*** Begin section ***

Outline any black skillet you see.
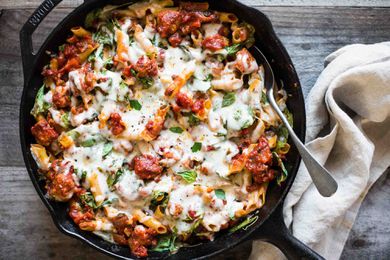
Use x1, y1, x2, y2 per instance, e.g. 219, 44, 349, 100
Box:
19, 0, 323, 259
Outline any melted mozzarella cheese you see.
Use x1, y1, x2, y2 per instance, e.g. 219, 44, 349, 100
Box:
202, 140, 239, 178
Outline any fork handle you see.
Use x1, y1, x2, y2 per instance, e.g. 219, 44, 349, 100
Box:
267, 88, 338, 197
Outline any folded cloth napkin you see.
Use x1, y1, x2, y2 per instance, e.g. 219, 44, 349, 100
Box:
250, 42, 390, 260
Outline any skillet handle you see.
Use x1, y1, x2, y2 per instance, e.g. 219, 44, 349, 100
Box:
249, 204, 324, 260
20, 0, 62, 79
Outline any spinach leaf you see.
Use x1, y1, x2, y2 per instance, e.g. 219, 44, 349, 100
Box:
151, 234, 178, 253
80, 138, 96, 147
225, 43, 241, 56
204, 74, 213, 82
139, 77, 154, 89
273, 152, 288, 185
222, 92, 236, 107
214, 189, 226, 200
169, 127, 184, 134
80, 191, 113, 209
191, 142, 202, 152
188, 113, 200, 126
107, 168, 125, 189
176, 170, 197, 184
80, 191, 97, 208
228, 215, 258, 233
150, 191, 169, 211
60, 112, 71, 129
31, 85, 51, 118
102, 142, 113, 158
129, 99, 142, 110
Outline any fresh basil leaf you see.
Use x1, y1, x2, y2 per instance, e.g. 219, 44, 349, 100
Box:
129, 99, 142, 110
176, 170, 197, 183
273, 152, 288, 185
31, 85, 51, 118
225, 43, 241, 56
169, 127, 184, 134
107, 169, 124, 189
191, 142, 202, 152
102, 142, 113, 158
214, 189, 226, 200
229, 215, 258, 233
151, 234, 178, 252
222, 92, 235, 107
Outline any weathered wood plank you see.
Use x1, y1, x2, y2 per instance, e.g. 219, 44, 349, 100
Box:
1, 0, 390, 9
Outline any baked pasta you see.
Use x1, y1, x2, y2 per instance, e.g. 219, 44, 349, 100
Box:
30, 0, 292, 257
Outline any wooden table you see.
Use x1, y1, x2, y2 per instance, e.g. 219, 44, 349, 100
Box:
0, 0, 389, 259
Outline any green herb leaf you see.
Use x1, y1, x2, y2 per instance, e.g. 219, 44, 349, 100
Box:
150, 191, 169, 211
139, 77, 154, 89
58, 44, 65, 52
151, 34, 158, 46
80, 138, 96, 147
188, 113, 200, 126
204, 74, 213, 82
106, 18, 120, 33
191, 142, 202, 152
229, 216, 258, 233
31, 85, 51, 119
261, 91, 268, 104
80, 170, 87, 180
215, 132, 227, 138
273, 152, 288, 185
60, 112, 71, 129
169, 127, 184, 134
222, 92, 236, 107
93, 31, 112, 45
80, 191, 97, 208
151, 234, 178, 252
102, 142, 113, 158
66, 129, 80, 140
225, 43, 241, 56
129, 99, 142, 110
283, 108, 293, 126
214, 189, 226, 200
176, 170, 197, 183
187, 216, 203, 234
107, 169, 125, 189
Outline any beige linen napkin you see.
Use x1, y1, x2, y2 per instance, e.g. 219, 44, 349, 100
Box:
250, 42, 390, 260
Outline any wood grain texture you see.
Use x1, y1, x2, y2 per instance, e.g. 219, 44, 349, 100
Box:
1, 0, 390, 9
0, 4, 389, 260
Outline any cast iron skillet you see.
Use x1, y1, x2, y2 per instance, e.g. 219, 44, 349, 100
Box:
19, 0, 323, 259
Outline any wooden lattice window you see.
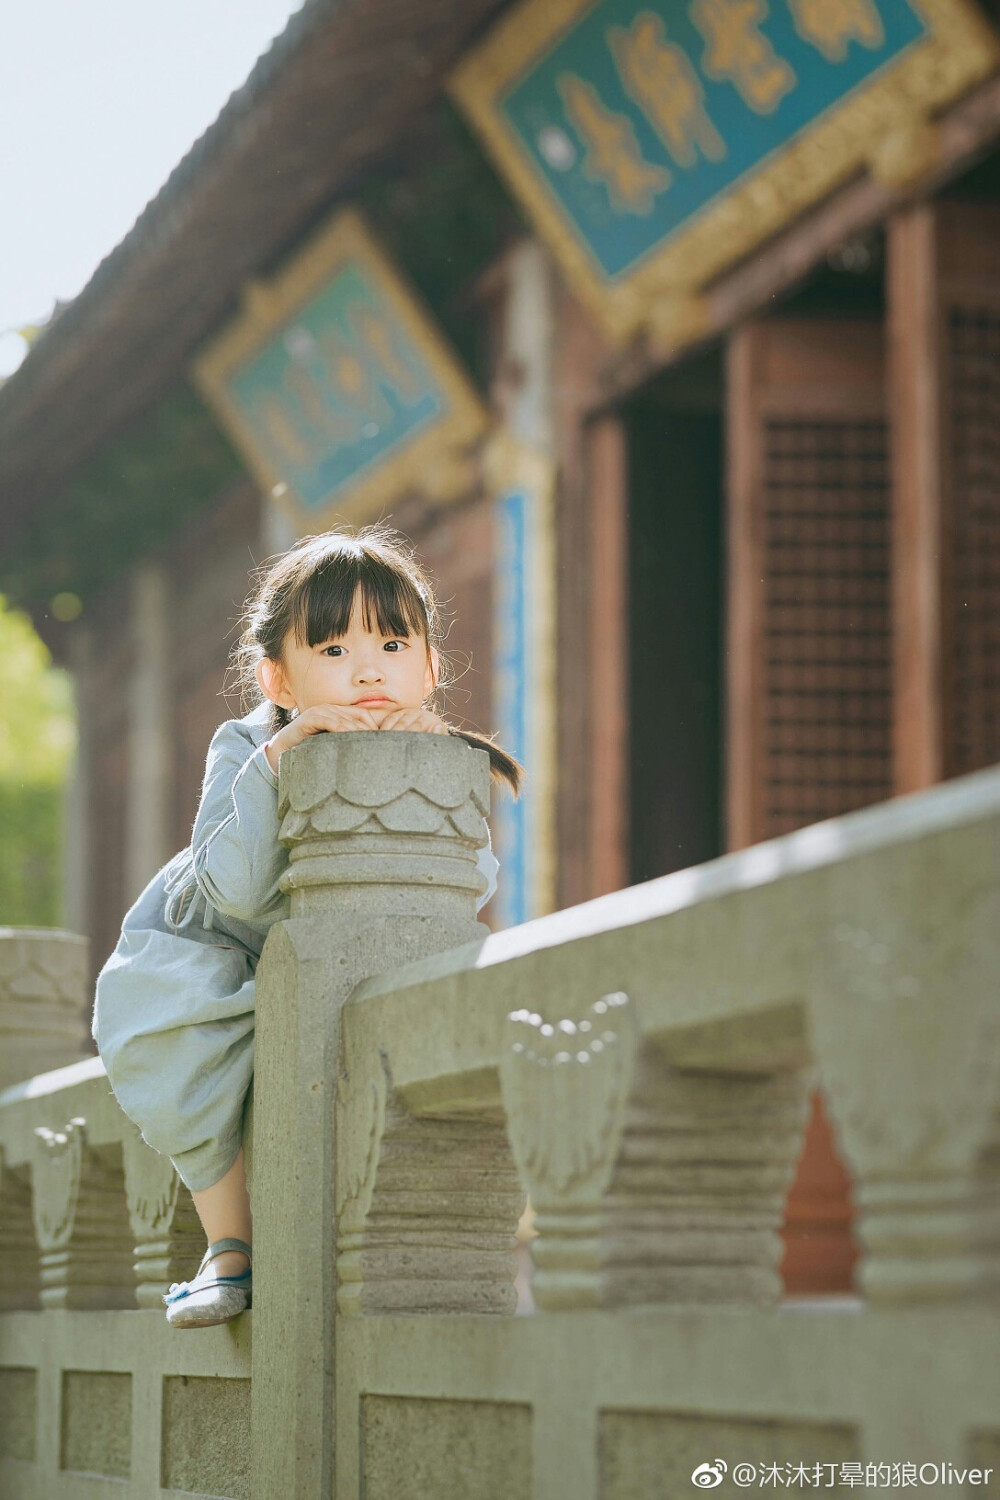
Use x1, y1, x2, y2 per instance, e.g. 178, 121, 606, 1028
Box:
760, 416, 892, 835
946, 305, 1000, 776
728, 319, 891, 847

*** End section ***

=== Exercise directions ===
A word-for-word restatement of all the lines above is needed, with the pictures omitted.

=== The answer ===
Outline any black skillet you see.
Use x1, y1, x2, y2 per instance, e.g. 219, 44, 349, 100
Box:
19, 0, 323, 259
Outline any melted mozzarella cheese you see.
Use x1, y1, x2, y2 per instance, e.g. 219, 44, 349, 100
Box:
202, 140, 239, 178
Outline any fork handle you see.
Use x1, y1, x2, y2 per instance, e.g. 219, 44, 349, 100
Box:
267, 88, 338, 197
Outline any folded cloth napkin you see.
Use x1, y1, x2, y2 per instance, e.g. 219, 44, 349, 100
Box:
250, 42, 390, 260
Outline any skillet handle you see.
Use x1, y1, x2, y2 per instance, e.g. 219, 44, 349, 100
Box:
249, 204, 324, 260
20, 0, 62, 79
Outline any spinach leaf you see.
Use x1, y1, x2, y2 per instance, e.g. 219, 44, 349, 100
Box:
151, 234, 178, 253
80, 138, 96, 147
225, 43, 241, 56
204, 74, 213, 82
139, 77, 154, 89
273, 152, 288, 185
222, 92, 236, 107
214, 189, 226, 200
169, 127, 184, 134
80, 191, 113, 209
191, 142, 202, 152
188, 113, 200, 126
107, 168, 125, 189
176, 170, 197, 184
80, 191, 97, 208
228, 215, 258, 233
150, 191, 169, 211
60, 112, 71, 129
31, 85, 51, 118
102, 142, 113, 158
129, 99, 142, 110
Outline any fresh basil leaf you see.
Use x1, y1, x2, y2 per instance, e.g. 219, 44, 349, 100
Box:
129, 99, 142, 110
176, 170, 197, 183
273, 152, 288, 185
31, 85, 51, 118
225, 43, 241, 56
169, 127, 184, 134
107, 169, 124, 189
191, 142, 202, 152
102, 142, 113, 158
214, 189, 226, 200
229, 215, 258, 233
151, 234, 178, 252
222, 92, 235, 107
Outline any weathered wood plank you see.
Use x1, y1, x2, y2 per instance, e.g. 219, 44, 349, 100
Box:
1, 0, 390, 9
Outline any baked pasta you see.
Use x1, y1, x2, y2 per instance, e.g. 219, 44, 349, 100
Box:
30, 0, 292, 257
Outline any wooden table you see.
Use x1, y1, x2, y2 per instance, e.g. 219, 44, 349, 100
Box:
0, 0, 389, 259
Outline any green herb leaf you see.
Use x1, y1, x2, y2 per instance, e.g. 219, 44, 349, 100
Box:
150, 191, 169, 211
139, 77, 154, 89
58, 44, 65, 52
151, 34, 158, 46
80, 138, 96, 147
188, 113, 200, 126
204, 74, 213, 82
106, 18, 120, 33
191, 142, 202, 152
229, 216, 258, 233
31, 85, 51, 119
261, 91, 268, 104
80, 170, 87, 180
215, 132, 227, 138
273, 152, 288, 185
60, 112, 71, 129
169, 127, 184, 134
222, 92, 236, 107
93, 31, 112, 45
80, 191, 97, 208
151, 234, 178, 252
102, 142, 113, 158
66, 129, 80, 140
225, 43, 241, 56
129, 99, 142, 110
283, 108, 293, 126
214, 189, 226, 200
176, 170, 197, 183
187, 216, 203, 234
107, 169, 125, 189
Outline any beige linen napkin you see.
Use x1, y1, x2, y2 per instance, e.g. 219, 44, 349, 100
Box:
250, 42, 390, 260
Outline any wood grain texture you see.
Use x1, y1, x2, y2 per instance, e.g. 219, 44, 349, 100
Box:
1, 0, 390, 9
0, 4, 389, 260
Outline any cast iron skillet you see.
Use x1, y1, x2, y2 per instance, e.g. 219, 44, 349, 100
Box:
19, 0, 323, 259
Outline any wooden lattice window you see.
Use x1, y1, x2, y2 per instance, e.g. 178, 121, 606, 1028
Box:
760, 416, 892, 835
946, 305, 1000, 776
728, 319, 891, 847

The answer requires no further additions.